### Task details
Copy out every line of the material below that contains the string "face", and leave each line unchanged.

### Record extracts
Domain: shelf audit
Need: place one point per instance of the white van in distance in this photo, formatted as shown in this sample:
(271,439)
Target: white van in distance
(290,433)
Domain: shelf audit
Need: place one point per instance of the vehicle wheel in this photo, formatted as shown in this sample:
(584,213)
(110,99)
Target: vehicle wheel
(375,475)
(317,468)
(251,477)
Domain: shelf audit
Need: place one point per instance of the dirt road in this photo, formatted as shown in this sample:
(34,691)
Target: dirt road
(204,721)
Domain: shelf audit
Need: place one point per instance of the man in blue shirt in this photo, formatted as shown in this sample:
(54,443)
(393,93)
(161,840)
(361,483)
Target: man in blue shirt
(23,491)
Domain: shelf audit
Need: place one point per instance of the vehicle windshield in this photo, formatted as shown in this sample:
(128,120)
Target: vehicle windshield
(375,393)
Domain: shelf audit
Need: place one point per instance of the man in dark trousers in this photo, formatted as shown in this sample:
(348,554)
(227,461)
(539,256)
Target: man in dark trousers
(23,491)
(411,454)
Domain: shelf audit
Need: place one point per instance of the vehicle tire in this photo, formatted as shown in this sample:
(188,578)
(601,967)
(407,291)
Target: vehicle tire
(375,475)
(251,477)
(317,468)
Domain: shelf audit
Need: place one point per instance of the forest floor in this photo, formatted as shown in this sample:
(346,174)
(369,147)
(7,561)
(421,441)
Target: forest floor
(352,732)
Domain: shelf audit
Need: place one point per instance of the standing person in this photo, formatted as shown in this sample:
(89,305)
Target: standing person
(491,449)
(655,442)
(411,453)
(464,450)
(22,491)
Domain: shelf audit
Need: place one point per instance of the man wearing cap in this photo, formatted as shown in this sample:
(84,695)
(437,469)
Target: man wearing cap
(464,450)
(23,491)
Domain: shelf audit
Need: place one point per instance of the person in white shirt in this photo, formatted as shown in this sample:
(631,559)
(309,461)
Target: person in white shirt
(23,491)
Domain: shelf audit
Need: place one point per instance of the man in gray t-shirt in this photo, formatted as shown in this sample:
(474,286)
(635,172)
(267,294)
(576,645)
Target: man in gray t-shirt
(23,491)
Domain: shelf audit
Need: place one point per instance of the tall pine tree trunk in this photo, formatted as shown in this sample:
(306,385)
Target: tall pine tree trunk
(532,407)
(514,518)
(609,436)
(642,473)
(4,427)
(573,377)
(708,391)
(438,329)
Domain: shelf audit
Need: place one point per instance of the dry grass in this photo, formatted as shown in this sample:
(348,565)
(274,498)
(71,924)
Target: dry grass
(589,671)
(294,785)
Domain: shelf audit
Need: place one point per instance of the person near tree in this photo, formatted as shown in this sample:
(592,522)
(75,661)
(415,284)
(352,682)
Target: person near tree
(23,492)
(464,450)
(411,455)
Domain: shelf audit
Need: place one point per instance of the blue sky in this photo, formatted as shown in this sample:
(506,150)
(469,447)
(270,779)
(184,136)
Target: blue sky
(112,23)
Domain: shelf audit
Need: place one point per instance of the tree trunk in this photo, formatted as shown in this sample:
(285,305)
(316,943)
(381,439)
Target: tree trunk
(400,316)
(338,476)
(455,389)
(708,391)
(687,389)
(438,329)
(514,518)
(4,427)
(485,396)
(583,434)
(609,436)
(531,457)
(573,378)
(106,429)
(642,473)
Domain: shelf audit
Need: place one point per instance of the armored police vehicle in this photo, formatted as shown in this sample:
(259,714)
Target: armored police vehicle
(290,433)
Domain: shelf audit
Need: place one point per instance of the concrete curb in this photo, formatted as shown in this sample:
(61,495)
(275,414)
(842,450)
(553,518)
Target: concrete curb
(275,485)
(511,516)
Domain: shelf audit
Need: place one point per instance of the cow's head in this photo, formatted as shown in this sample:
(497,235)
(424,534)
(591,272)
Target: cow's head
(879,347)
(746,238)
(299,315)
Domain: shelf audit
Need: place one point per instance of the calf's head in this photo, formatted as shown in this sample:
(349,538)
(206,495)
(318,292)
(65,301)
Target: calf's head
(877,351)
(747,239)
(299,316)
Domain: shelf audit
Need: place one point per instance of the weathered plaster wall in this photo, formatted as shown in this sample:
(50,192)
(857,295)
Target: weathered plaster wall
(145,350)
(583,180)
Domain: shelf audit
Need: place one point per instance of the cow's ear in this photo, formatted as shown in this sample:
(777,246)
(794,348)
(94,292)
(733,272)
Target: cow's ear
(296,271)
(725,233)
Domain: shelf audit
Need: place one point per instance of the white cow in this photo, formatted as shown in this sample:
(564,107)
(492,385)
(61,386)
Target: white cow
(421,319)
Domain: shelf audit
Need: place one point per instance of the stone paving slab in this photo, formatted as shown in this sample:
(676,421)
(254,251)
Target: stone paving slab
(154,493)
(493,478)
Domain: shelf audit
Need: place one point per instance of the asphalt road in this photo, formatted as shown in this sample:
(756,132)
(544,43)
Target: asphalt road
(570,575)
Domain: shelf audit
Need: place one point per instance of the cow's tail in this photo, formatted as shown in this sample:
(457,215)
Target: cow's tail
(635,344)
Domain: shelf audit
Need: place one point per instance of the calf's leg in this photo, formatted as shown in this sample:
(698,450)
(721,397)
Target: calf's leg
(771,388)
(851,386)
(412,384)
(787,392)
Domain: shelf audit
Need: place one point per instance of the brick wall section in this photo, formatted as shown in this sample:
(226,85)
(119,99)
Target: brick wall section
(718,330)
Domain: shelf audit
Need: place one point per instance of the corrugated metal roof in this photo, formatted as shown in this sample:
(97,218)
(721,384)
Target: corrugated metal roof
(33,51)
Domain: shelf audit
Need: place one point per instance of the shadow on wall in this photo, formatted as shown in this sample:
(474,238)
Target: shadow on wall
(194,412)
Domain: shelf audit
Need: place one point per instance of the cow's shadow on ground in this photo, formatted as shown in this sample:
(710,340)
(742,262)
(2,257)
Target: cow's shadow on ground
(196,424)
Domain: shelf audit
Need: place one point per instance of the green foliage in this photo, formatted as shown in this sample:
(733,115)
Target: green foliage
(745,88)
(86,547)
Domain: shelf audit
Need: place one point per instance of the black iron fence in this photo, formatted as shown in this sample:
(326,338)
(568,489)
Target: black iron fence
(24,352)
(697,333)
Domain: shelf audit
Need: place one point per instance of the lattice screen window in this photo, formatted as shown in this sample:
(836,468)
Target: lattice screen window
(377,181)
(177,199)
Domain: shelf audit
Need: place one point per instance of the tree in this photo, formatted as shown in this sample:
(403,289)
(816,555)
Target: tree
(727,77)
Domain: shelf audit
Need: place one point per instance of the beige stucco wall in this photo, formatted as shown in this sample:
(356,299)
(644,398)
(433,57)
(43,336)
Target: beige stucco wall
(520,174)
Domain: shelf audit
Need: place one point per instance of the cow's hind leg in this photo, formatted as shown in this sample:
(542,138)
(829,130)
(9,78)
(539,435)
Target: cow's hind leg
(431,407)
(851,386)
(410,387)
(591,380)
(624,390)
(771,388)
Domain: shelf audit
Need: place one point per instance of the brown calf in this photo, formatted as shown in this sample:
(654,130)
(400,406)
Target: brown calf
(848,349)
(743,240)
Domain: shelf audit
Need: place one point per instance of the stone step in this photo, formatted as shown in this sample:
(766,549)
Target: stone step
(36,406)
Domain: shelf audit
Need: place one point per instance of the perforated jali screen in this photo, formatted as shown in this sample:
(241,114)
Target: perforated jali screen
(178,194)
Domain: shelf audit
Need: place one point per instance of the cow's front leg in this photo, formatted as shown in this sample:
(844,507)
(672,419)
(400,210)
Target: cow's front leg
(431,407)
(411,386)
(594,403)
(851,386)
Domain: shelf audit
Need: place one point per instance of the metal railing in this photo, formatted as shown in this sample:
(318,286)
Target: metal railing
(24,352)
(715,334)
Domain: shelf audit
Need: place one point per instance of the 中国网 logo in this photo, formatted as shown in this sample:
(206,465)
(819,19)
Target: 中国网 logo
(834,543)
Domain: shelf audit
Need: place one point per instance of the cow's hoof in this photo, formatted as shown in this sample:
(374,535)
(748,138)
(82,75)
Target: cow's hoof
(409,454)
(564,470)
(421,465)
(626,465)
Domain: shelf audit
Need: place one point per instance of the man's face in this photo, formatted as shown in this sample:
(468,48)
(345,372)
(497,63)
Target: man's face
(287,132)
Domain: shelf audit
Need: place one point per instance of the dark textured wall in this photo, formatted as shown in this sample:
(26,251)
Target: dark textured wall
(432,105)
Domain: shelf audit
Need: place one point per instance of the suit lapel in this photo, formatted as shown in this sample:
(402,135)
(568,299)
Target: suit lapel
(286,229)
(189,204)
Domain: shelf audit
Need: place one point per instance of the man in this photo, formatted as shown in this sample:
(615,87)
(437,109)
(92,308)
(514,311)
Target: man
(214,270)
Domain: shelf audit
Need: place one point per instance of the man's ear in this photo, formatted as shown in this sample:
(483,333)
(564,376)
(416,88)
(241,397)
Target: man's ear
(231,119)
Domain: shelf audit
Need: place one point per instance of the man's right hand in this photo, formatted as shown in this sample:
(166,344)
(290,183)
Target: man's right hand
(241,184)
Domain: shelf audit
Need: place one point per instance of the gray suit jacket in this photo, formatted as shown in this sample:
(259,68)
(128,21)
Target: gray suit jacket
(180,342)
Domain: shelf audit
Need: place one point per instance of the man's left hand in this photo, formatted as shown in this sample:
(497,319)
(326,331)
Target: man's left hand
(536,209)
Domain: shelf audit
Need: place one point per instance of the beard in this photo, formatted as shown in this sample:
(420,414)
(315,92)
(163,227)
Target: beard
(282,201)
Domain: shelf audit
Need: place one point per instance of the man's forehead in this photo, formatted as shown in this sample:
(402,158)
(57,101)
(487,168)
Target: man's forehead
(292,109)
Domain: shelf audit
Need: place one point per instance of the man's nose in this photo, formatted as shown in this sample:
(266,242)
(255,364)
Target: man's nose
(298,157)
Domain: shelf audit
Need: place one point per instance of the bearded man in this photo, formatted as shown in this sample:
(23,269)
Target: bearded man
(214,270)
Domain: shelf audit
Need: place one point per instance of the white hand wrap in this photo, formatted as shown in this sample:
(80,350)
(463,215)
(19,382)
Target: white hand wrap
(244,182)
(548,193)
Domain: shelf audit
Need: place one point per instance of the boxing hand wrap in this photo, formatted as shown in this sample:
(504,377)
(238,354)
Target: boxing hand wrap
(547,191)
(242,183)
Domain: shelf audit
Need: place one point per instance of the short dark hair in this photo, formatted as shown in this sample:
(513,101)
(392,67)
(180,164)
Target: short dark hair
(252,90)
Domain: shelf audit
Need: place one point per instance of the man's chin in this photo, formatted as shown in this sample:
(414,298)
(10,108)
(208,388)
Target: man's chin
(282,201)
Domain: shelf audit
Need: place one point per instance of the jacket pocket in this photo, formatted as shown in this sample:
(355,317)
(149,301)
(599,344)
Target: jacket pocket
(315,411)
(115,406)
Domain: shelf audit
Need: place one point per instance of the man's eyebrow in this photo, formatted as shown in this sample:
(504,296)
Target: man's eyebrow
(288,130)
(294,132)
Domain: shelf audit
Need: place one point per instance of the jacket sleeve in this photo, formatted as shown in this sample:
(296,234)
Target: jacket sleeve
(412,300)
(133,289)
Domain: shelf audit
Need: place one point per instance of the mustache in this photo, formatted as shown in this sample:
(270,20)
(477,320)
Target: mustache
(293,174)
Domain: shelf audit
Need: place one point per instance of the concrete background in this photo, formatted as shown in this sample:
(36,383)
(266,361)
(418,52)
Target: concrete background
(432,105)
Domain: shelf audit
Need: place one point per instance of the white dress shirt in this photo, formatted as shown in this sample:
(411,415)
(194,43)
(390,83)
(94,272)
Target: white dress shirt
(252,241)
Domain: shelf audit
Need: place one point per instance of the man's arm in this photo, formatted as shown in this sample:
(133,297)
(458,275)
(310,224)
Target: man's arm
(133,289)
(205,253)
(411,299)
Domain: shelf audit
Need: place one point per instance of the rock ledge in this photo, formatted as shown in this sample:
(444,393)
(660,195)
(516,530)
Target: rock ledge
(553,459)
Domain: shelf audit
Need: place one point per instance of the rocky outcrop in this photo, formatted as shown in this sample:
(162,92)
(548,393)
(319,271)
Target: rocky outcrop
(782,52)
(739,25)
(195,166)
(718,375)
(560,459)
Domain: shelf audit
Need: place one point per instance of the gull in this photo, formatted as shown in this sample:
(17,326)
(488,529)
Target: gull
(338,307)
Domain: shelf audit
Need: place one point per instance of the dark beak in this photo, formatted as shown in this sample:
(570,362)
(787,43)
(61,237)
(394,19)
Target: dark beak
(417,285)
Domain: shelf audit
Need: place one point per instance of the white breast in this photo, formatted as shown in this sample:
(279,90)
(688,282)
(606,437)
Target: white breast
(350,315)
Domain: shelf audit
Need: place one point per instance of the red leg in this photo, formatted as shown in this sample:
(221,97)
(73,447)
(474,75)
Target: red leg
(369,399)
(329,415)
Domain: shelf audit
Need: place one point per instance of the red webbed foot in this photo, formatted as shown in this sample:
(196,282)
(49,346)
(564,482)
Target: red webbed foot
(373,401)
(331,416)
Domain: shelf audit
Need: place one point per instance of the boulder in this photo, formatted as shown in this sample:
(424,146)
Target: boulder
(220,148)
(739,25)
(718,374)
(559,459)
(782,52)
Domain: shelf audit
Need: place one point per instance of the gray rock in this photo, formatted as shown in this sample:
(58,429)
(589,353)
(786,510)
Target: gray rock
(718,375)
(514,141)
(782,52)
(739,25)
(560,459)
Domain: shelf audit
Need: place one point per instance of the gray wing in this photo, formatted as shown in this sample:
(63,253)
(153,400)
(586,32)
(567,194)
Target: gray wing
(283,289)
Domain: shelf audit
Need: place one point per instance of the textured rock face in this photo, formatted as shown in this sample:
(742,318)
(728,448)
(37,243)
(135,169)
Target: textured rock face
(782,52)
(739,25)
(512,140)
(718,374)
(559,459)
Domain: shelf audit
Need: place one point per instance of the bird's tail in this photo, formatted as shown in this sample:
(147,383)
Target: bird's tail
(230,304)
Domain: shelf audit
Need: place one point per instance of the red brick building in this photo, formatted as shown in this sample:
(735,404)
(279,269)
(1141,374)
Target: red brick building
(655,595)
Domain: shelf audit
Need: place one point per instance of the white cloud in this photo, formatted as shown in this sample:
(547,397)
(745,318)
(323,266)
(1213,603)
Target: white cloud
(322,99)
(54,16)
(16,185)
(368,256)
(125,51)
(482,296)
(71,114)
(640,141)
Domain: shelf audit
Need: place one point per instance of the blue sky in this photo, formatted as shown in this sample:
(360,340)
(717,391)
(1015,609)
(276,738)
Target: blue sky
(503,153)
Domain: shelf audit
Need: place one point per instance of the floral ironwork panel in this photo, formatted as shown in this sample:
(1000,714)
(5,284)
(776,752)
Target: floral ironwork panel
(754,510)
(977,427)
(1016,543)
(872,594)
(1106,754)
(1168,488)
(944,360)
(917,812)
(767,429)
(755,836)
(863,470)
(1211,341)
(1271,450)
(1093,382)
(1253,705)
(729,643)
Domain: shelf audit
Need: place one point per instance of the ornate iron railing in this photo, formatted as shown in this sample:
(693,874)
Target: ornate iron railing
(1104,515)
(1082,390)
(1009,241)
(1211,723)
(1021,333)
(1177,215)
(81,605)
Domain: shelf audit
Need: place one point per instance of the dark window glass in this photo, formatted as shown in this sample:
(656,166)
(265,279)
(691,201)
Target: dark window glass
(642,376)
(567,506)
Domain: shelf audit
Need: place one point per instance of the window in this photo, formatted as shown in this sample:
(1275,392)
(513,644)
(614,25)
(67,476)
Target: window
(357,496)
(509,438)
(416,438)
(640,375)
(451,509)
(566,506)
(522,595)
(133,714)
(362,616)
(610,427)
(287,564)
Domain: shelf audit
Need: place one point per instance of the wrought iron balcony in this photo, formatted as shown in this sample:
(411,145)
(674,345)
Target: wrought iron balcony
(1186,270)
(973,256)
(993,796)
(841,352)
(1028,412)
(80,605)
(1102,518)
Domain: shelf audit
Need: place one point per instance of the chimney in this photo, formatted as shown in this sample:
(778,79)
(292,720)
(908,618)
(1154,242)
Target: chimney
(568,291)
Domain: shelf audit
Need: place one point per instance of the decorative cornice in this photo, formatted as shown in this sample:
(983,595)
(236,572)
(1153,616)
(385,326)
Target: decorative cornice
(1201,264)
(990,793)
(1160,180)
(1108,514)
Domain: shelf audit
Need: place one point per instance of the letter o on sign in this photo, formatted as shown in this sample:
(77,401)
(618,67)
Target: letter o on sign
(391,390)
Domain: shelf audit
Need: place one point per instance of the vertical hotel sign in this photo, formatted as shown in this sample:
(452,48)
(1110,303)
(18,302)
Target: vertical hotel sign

### Output of the exercise
Need: place one point per instance of the man's face in this photo, formatted as shown in this sample:
Target: man's face
Need: place one point per instance of the textured rock face in this photo, formatted as shown in this sample:
Target: textured rock face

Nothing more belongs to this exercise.